● DIRECTIONS FOR THIS TASK
Every line below must be given again exactly.
:: RECORDS SUPPLIED
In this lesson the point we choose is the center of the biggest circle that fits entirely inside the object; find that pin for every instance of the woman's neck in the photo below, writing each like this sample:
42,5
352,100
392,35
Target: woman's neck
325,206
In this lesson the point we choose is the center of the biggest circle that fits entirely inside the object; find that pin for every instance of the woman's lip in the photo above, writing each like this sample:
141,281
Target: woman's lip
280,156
::::
● REPLY TO THE TASK
In this lesson the point we choose is the center of the biggest circle that fits entirely inside the object; find that pin for every instance of the woman's neck in the photo below, writing each like this sample:
42,5
352,100
392,35
Target: woman's neck
325,206
In this lesson the point we choose is the center of the biggest circle that fits entirely inside the object; find that pin for every instance of the woman's lip in the photo above, writing each like this sample:
141,281
Target: woman's lip
280,156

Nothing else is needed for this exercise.